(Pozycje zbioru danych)
※ ※ ※
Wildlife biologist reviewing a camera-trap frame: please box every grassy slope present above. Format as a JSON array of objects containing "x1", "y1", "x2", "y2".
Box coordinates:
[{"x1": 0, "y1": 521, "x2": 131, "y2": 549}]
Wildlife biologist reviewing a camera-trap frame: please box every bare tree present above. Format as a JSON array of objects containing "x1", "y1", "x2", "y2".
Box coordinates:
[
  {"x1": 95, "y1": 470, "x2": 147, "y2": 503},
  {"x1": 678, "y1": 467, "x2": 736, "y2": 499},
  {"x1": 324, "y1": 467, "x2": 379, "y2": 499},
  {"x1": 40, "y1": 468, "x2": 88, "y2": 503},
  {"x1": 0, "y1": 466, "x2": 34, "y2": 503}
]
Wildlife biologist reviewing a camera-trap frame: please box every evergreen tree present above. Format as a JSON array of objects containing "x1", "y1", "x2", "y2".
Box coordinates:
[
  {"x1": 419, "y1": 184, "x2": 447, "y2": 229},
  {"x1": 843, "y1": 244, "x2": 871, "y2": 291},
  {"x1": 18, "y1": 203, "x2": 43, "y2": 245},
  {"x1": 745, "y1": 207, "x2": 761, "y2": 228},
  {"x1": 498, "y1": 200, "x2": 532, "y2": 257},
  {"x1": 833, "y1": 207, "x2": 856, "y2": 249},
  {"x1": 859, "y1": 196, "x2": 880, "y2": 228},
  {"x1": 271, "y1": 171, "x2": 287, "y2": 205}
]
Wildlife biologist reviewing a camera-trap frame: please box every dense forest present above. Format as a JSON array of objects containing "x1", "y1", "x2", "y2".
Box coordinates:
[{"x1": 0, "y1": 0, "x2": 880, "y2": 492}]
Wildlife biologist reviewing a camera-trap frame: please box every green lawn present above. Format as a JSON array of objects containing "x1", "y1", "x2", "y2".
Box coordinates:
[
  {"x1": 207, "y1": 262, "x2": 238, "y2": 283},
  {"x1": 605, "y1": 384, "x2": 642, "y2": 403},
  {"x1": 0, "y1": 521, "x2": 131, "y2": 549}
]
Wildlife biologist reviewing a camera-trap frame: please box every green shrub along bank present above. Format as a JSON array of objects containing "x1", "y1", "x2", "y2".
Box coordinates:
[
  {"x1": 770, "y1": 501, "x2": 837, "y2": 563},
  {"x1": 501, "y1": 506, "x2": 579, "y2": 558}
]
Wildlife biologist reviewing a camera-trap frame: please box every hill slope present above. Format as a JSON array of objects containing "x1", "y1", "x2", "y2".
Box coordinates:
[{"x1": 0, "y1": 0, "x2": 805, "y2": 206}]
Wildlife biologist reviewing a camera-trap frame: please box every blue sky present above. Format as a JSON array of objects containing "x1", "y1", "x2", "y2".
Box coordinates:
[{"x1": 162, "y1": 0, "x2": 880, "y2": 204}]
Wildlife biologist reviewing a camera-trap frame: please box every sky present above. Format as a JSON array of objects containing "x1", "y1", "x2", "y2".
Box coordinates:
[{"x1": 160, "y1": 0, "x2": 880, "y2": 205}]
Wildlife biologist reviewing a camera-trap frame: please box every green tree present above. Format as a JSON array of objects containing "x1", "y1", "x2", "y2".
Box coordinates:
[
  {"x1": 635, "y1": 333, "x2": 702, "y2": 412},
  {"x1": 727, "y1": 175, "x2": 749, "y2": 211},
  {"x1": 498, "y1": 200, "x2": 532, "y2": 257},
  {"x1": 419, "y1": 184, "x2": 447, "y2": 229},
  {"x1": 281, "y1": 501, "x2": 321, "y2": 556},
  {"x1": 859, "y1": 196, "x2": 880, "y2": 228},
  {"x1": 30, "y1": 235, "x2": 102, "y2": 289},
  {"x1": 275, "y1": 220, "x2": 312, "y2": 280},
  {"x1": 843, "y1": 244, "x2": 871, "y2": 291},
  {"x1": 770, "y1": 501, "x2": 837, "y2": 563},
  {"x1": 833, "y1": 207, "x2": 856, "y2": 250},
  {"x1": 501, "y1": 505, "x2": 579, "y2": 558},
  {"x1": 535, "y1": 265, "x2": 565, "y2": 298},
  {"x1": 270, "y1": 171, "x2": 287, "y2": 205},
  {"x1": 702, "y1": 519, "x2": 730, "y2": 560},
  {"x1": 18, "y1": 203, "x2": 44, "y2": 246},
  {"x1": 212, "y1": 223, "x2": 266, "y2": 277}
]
※ ※ ※
- _Cel zadania_
Znajdź powyżej wszystkie wiersze, w których występuje słowo „slope”, i przepisz je.

- _Wynik ćwiczenia_
Wildlife biologist reviewing a camera-trap frame: please box every grassy slope present above. Format as a JSON array of objects containing "x1", "y1", "x2", "y2".
Wildlife biologist reviewing a camera-trap frame: please box every hill slope present above. Format as a JSON array of objects containing "x1", "y1", "x2", "y2".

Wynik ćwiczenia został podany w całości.